**PAGE EXTRACT:**
***

DASCore

A Python Library for Distributed Acoustic Sensing

Derrick Chambers, Eileen Martin, Ge Jin

DASDAE

Distributed Acoustic Sensing Data Analysis Ecosystem

DASDAE: Goals

  • Collection of open-source DFOS libraries and applications
  • Facilitate research and education
  • Enable DFOS interoperability and fusion
  • Reduce code redundancy

DASDAE: People

DASDAE: DASCore’s Place

DASCore: Goals


  • Common building block for future DASDAE codes
  • Provide reference processing implementations
  • Implement basic, customizable visualizations
  • Read/write common data formats
  • Manage data sets

DASCore: Inspiration


  • Nearly 1.8 million downloads
  • Used by ~700 repos (128 packages)
  • 97 unique contributors
  • 1,600 academic citations

DASCore: Non-Goals


What DASCore is not:

  • Application for a particular use case
  • Graphical User Interface
  • Machine-learning library
  • Massively parallel framework

DASCore: Installation



conda

conda install dascore -c conda-forge


pip

pip install dascore

DASCore: Data Structures


Patch

Spool

DASCore: Patch


Patch: Contiguous data and metadata

  • Contains three types of metadata
    • dims - dimension labels
    • coords - dimension values
    • attrs - scalar metadata
  • Maintains metadata consistency
  • Strives to be immutable

DASCore: Patch


  • We start by importing dascore
import dascore as dc

DASCore: Patch


  • Then we read a DAS file
import dascore as dc

patch = dc.read('path_to_das_file.h5')[0]

DASCore: Patch


  • Or we can use one of the example patches
import dascore as dc

patch = dc.get_example_patch()

DASCore: Patch


  • Processing methods are chained together
import dascore as dc
patch = dc.get_example_patch()

out = (
    patch.decimate(time=8)
    .detrend(dim='distance')
    .pass_filter(time=(None, 10))
)

DASCore: Patch


  • Simple visualizations are accessed through .viz
import dascore as dc
patch = dc.get_example_patch()

patch.viz.waterfall(show=True)

DASCore: Patch


DASCore: Patch


  • Accessing metadata: dimensions
import dascore as dc
patch = dc.get_example_patch()

print(patch.dims)


('distance', 'time')

DASCore: Patch


  • Accessing metadata: coordinates
import dascore as dc
patch = dc.get_example_patch()

print(patch.coords)


➤ Coordinates (distance: 300, time: 2000)
    *distance: CoordRange( min: 0 max: 299 step: 1 shape: (300,) dtype: int64 units: m )
    *time: CoordRange( min: 2017-09-18 max: 2017-09-18T00:00:07.996 step: 0.004s shape: (2000,) dtype: datetime64[ns] units: s )

DASCore: Patch


  • Accessing metadata: attributes
import dascore as dc
patch = dc.get_example_patch()

print(patch.attrs)

***

**WRITTEN EXERCISE:**
Reproduce the DASCore overview word for word, starting with "print(patch.coords)" and going on through "datetime64[ns] units: s )".

Point labeling dataset excerpts:
***

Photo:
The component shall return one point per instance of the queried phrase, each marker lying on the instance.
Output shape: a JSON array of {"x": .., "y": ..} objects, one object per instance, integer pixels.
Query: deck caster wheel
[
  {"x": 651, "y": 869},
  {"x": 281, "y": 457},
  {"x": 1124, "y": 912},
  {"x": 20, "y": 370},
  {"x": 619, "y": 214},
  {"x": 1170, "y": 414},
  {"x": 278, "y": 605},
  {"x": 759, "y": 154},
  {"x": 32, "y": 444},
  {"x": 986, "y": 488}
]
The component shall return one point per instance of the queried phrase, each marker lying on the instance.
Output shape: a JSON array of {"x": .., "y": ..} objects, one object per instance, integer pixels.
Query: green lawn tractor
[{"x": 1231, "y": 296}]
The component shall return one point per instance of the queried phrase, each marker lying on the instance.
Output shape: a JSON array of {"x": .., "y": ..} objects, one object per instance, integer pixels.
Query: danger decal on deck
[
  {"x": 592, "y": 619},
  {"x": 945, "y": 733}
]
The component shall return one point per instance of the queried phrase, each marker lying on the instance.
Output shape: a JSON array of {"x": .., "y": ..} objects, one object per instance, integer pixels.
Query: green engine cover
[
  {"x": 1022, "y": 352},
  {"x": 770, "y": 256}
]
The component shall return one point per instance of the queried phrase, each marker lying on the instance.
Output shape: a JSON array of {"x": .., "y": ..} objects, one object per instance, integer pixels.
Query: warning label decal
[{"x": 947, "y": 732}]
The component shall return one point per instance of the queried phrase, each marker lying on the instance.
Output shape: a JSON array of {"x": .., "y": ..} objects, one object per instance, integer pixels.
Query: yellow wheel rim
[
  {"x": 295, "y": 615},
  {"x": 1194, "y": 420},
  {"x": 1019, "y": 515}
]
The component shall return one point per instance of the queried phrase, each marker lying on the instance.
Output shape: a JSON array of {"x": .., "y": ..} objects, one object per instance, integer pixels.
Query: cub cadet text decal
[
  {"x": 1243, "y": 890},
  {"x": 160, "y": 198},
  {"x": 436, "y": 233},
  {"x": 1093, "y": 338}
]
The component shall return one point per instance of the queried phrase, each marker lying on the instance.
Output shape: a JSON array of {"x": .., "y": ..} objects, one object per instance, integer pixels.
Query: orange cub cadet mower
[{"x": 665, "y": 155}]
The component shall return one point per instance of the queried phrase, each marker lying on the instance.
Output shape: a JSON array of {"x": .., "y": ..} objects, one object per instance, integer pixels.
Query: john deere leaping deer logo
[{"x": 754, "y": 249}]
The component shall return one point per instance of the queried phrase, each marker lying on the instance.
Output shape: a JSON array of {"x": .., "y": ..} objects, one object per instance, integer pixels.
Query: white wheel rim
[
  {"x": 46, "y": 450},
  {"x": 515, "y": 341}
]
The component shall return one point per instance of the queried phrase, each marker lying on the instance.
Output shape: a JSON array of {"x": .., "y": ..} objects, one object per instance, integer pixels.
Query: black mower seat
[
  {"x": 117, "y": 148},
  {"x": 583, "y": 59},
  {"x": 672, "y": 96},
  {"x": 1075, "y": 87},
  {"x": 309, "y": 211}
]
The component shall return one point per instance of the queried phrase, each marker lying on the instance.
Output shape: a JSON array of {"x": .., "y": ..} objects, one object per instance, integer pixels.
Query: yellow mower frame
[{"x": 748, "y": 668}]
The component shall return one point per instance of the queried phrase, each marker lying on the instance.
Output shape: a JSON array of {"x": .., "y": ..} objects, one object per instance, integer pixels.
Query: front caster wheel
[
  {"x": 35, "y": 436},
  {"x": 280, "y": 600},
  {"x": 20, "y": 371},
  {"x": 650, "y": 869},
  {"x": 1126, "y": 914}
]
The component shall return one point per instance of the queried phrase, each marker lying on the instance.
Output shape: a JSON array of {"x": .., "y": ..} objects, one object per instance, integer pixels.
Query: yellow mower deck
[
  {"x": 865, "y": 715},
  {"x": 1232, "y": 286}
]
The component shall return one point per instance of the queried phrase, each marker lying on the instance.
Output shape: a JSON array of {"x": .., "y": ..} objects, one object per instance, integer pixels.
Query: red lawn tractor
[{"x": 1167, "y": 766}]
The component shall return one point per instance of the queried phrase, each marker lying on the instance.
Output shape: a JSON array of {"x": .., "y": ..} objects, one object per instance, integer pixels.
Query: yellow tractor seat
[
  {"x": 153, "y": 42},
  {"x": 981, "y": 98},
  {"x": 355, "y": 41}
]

***

**EXPECTED ANSWER:**
print(patch.coords)


➤ Coordinates (distance: 300, time: 2000)
    *distance: CoordRange( min: 0 max: 299 step: 1 shape: (300,) dtype: int64 units: m )
    *time: CoordRange( min: 2017-09-18 max: 2017-09-18T00:00:07.996 step: 0.004s shape: (2000,) dtype: datetime64[ns] units: s )